YOUR OBJECTIVE
Determine how many lines in the records include "stem". Write the number and nothing more.

Data records
:::::

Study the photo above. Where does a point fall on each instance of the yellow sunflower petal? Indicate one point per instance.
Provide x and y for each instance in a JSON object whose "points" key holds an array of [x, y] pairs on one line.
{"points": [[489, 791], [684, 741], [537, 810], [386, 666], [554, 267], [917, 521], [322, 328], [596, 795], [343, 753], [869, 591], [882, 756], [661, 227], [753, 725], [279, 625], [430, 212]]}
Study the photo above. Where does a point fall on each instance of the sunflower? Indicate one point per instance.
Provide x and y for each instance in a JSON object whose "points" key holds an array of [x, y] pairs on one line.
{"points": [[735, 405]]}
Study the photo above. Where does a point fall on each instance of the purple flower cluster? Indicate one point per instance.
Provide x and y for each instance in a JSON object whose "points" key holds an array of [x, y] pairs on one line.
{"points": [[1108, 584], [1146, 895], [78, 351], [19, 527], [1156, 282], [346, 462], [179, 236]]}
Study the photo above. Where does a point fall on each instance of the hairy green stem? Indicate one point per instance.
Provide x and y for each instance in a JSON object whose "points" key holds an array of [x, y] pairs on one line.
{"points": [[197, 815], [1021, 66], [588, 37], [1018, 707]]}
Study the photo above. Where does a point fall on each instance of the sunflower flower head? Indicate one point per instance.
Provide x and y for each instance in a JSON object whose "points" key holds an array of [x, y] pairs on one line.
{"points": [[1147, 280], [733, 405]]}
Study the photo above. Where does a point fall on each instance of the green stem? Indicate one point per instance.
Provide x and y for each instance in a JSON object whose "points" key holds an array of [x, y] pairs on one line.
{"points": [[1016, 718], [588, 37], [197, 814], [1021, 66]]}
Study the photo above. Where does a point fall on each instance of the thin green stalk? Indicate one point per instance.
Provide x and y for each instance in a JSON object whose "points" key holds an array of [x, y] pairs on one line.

:::::

ANSWER AREA
2